## YOUR OBJECTIVE:
Your task is to write out the full listing once more, exactly.

## THE RECORDS:
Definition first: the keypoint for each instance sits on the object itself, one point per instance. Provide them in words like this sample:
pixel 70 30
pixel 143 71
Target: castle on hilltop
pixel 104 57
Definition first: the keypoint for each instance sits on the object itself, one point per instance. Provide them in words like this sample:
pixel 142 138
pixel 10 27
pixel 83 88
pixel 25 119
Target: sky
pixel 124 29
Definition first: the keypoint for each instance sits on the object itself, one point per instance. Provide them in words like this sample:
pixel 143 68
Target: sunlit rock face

## EXERCISE SOLUTION:
Definition first: the keypoint for each instance sits on the object itself, one point per instance. Provide them in words like this sample:
pixel 70 30
pixel 143 71
Target: castle on hilltop
pixel 104 57
Definition first: the keypoint for each instance sits on the object itself, one point per instance. Provide them in words like this sample:
pixel 142 138
pixel 10 27
pixel 83 88
pixel 25 119
Target: sky
pixel 124 29
Definition first: the keypoint for each instance sits on the object itself, one point per instance. Provide them in words like this sample:
pixel 143 68
Target: sunlit rock face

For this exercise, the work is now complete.